All of the data needs to be repeated exactly.

--- Start of MATERIAL FOR THIS TASK ---

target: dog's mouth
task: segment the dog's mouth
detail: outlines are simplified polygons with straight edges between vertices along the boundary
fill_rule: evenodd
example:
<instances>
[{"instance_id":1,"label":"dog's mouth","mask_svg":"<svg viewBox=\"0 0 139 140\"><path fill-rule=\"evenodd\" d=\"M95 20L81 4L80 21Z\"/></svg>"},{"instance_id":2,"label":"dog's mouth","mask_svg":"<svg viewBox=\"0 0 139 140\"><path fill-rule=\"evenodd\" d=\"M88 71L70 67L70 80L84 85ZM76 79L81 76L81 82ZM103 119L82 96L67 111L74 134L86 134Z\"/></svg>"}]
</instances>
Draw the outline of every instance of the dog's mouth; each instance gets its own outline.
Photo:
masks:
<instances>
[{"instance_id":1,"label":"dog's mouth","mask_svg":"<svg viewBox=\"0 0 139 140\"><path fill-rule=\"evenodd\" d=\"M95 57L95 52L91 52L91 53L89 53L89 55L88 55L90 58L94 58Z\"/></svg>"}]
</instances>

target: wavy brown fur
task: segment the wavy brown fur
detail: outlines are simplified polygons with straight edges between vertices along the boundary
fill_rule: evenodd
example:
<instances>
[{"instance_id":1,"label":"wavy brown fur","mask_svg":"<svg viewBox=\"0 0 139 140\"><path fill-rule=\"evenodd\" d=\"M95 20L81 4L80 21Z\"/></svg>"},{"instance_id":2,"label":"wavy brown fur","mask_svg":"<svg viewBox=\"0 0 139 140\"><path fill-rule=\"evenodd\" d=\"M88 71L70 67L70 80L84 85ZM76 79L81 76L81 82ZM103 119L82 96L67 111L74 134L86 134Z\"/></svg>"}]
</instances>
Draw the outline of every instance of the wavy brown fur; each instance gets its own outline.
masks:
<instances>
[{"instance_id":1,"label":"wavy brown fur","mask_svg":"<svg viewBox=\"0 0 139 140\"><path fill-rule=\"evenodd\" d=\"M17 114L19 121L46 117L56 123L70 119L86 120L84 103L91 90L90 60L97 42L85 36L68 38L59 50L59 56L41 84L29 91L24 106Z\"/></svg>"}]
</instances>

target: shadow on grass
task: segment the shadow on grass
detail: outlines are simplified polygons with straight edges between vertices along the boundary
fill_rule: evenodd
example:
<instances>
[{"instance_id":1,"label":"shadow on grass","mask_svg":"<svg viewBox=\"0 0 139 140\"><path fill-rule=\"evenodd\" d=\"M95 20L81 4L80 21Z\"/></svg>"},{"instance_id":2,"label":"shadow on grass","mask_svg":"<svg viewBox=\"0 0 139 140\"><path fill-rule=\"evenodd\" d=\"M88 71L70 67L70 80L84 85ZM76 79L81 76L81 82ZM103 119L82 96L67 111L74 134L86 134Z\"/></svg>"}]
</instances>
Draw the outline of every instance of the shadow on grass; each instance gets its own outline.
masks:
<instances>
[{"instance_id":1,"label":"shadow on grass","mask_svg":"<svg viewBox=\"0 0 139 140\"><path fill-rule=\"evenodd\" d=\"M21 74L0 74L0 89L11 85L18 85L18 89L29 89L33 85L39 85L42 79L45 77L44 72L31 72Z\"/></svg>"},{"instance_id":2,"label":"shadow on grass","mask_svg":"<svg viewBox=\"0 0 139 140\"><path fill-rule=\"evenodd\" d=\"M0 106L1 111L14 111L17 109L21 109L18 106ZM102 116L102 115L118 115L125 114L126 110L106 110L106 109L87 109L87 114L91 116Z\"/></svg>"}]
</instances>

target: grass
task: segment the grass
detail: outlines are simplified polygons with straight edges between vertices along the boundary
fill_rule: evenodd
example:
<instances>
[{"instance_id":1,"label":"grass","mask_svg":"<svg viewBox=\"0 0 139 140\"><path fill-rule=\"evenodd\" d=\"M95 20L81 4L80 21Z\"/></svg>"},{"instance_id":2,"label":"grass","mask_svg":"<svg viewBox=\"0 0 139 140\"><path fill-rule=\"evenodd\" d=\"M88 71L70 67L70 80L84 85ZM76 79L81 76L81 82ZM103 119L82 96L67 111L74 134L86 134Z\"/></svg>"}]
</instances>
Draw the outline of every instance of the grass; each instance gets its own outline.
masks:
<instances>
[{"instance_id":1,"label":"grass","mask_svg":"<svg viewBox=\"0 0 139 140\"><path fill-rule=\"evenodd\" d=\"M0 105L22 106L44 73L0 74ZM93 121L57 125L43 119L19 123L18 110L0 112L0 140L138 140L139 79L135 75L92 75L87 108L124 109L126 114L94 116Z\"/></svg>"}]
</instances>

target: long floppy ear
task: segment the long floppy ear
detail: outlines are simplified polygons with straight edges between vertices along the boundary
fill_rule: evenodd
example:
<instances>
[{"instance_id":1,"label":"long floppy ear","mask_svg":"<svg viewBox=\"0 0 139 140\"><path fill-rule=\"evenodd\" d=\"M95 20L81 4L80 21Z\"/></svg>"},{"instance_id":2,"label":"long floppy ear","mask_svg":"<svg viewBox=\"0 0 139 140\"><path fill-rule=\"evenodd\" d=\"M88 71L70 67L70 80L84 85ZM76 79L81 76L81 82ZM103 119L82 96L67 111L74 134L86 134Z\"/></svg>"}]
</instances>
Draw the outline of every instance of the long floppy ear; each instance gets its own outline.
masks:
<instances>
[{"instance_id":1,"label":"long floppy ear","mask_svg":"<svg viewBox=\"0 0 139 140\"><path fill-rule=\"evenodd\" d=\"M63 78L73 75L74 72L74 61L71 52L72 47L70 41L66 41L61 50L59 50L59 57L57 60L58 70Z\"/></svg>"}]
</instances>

--- End of MATERIAL FOR THIS TASK ---

* [RESULT OF THIS EXERCISE]
target: dog's mouth
task: segment the dog's mouth
detail: outlines are simplified polygons with straight edges between vertices along the boundary
fill_rule: evenodd
example:
<instances>
[{"instance_id":1,"label":"dog's mouth","mask_svg":"<svg viewBox=\"0 0 139 140\"><path fill-rule=\"evenodd\" d=\"M95 20L81 4L80 21Z\"/></svg>"},{"instance_id":2,"label":"dog's mouth","mask_svg":"<svg viewBox=\"0 0 139 140\"><path fill-rule=\"evenodd\" d=\"M88 71L70 67L70 80L84 85ZM76 79L81 76L81 82ZM103 119L82 96L67 111L74 134L86 134Z\"/></svg>"}]
</instances>
Draw the outline of every instance of the dog's mouth; each instance gets its own outline.
Photo:
masks:
<instances>
[{"instance_id":1,"label":"dog's mouth","mask_svg":"<svg viewBox=\"0 0 139 140\"><path fill-rule=\"evenodd\" d=\"M95 57L95 52L91 52L91 53L89 53L89 55L88 55L90 58L94 58Z\"/></svg>"}]
</instances>

target: wavy brown fur
task: segment the wavy brown fur
detail: outlines are simplified polygons with straight edges between vertices along the boundary
fill_rule: evenodd
example:
<instances>
[{"instance_id":1,"label":"wavy brown fur","mask_svg":"<svg viewBox=\"0 0 139 140\"><path fill-rule=\"evenodd\" d=\"M95 20L81 4L80 21Z\"/></svg>"},{"instance_id":2,"label":"wavy brown fur","mask_svg":"<svg viewBox=\"0 0 139 140\"><path fill-rule=\"evenodd\" d=\"M88 71L70 67L70 80L84 85ZM76 79L81 76L81 82ZM103 119L82 96L67 111L74 134L86 134Z\"/></svg>"}]
</instances>
Draw the outline of every instance of the wavy brown fur; each instance gets its own outline.
masks:
<instances>
[{"instance_id":1,"label":"wavy brown fur","mask_svg":"<svg viewBox=\"0 0 139 140\"><path fill-rule=\"evenodd\" d=\"M17 114L19 121L46 117L56 123L70 119L86 120L84 103L91 90L90 60L97 42L85 36L68 38L59 50L59 56L41 84L29 91L24 106Z\"/></svg>"}]
</instances>

target: shadow on grass
task: segment the shadow on grass
detail: outlines are simplified polygons with straight edges between vertices along the boundary
fill_rule: evenodd
example:
<instances>
[{"instance_id":1,"label":"shadow on grass","mask_svg":"<svg viewBox=\"0 0 139 140\"><path fill-rule=\"evenodd\" d=\"M95 20L81 4L80 21Z\"/></svg>"},{"instance_id":2,"label":"shadow on grass","mask_svg":"<svg viewBox=\"0 0 139 140\"><path fill-rule=\"evenodd\" d=\"M88 71L70 67L70 80L84 85ZM76 79L81 76L81 82ZM103 119L82 96L67 111L74 134L86 134Z\"/></svg>"}]
</instances>
Draw the outline of every instance of the shadow on grass; each instance gets its own outline.
masks:
<instances>
[{"instance_id":1,"label":"shadow on grass","mask_svg":"<svg viewBox=\"0 0 139 140\"><path fill-rule=\"evenodd\" d=\"M21 74L0 74L0 89L11 85L18 85L18 89L29 89L33 85L39 85L42 79L45 77L44 72L31 72Z\"/></svg>"},{"instance_id":2,"label":"shadow on grass","mask_svg":"<svg viewBox=\"0 0 139 140\"><path fill-rule=\"evenodd\" d=\"M0 106L1 111L14 111L17 109L21 109L18 106ZM102 116L102 115L118 115L125 114L126 110L106 110L106 109L87 109L87 114L91 116Z\"/></svg>"}]
</instances>

target: grass
task: segment the grass
detail: outlines are simplified polygons with straight edges between vertices along the boundary
fill_rule: evenodd
example:
<instances>
[{"instance_id":1,"label":"grass","mask_svg":"<svg viewBox=\"0 0 139 140\"><path fill-rule=\"evenodd\" d=\"M95 20L81 4L80 21Z\"/></svg>"},{"instance_id":2,"label":"grass","mask_svg":"<svg viewBox=\"0 0 139 140\"><path fill-rule=\"evenodd\" d=\"M88 71L70 67L70 80L84 85ZM76 79L81 76L81 82ZM103 119L82 96L67 111L74 134L86 134Z\"/></svg>"}]
</instances>
Draw the outline of every instance of the grass; each instance gets its own outline.
masks:
<instances>
[{"instance_id":1,"label":"grass","mask_svg":"<svg viewBox=\"0 0 139 140\"><path fill-rule=\"evenodd\" d=\"M0 105L22 106L44 73L0 74ZM93 121L57 125L43 119L19 123L18 110L0 112L0 140L138 140L139 79L135 75L92 75L87 108L124 109L126 114L94 116Z\"/></svg>"}]
</instances>

target: long floppy ear
task: segment the long floppy ear
detail: outlines are simplified polygons with straight edges between vertices along the boundary
fill_rule: evenodd
example:
<instances>
[{"instance_id":1,"label":"long floppy ear","mask_svg":"<svg viewBox=\"0 0 139 140\"><path fill-rule=\"evenodd\" d=\"M95 20L81 4L80 21Z\"/></svg>"},{"instance_id":2,"label":"long floppy ear","mask_svg":"<svg viewBox=\"0 0 139 140\"><path fill-rule=\"evenodd\" d=\"M88 71L70 67L70 80L84 85ZM76 79L81 76L81 82ZM103 119L82 96L67 111L74 134L86 134Z\"/></svg>"}]
</instances>
Draw the outline of every instance of the long floppy ear; each instance gets its own outline.
masks:
<instances>
[{"instance_id":1,"label":"long floppy ear","mask_svg":"<svg viewBox=\"0 0 139 140\"><path fill-rule=\"evenodd\" d=\"M63 78L73 75L74 72L74 61L71 52L72 47L70 41L66 41L61 50L59 50L59 57L57 60L58 70Z\"/></svg>"}]
</instances>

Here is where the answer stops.